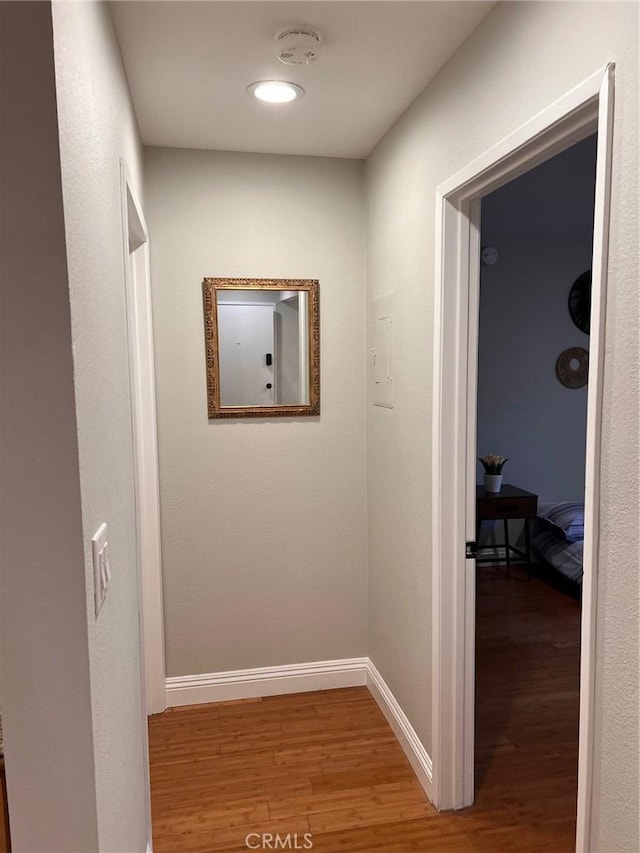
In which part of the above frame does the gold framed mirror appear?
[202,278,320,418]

---

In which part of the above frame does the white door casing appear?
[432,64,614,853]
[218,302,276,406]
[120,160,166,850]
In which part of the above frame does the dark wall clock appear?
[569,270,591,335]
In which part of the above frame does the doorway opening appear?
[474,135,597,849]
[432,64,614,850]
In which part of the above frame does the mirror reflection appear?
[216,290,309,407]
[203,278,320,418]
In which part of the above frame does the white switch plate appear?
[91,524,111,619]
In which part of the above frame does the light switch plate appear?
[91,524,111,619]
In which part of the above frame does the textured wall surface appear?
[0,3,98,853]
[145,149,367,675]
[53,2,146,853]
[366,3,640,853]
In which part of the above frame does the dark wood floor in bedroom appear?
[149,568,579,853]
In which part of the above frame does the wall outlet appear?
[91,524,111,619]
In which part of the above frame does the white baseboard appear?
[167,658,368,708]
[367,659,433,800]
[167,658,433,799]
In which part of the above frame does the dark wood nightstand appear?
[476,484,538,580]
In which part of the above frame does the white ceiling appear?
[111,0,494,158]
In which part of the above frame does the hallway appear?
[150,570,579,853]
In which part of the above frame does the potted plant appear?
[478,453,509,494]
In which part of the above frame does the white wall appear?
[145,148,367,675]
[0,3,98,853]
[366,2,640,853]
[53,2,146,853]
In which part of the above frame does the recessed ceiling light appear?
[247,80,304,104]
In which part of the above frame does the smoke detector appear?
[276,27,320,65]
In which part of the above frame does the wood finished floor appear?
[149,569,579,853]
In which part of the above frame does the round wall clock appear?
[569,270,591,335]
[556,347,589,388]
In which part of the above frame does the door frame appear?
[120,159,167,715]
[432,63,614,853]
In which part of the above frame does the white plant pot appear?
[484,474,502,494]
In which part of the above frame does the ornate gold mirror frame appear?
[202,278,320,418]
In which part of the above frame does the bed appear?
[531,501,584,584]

--

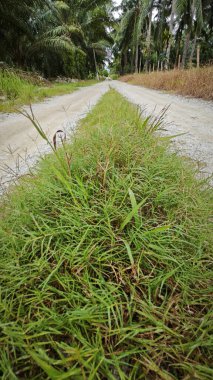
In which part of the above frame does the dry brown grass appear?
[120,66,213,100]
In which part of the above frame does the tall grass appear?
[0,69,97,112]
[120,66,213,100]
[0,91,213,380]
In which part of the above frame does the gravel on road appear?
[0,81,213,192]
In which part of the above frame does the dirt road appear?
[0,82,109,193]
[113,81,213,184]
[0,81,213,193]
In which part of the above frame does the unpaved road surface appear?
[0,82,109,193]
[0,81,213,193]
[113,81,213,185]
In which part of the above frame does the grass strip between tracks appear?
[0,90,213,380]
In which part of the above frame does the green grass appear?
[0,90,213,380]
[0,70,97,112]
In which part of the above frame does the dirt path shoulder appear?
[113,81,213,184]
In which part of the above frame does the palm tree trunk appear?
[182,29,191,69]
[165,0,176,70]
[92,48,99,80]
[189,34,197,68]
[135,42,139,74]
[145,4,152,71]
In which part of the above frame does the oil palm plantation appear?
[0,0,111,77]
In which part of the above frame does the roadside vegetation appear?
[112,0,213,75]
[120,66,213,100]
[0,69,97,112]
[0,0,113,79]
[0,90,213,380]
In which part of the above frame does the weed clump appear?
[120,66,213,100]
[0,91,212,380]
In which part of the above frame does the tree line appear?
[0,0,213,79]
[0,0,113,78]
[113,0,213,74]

▸ **Your goal**:
Please print the data verbatim from the line with "In which part of the above frame does the tree" through the line with "[113,0,213,74]", including both of those lines and nothing else.

▸ **Task answer**:
In which part of the above frame does the tree line appear?
[0,0,213,79]
[0,0,113,78]
[113,0,213,74]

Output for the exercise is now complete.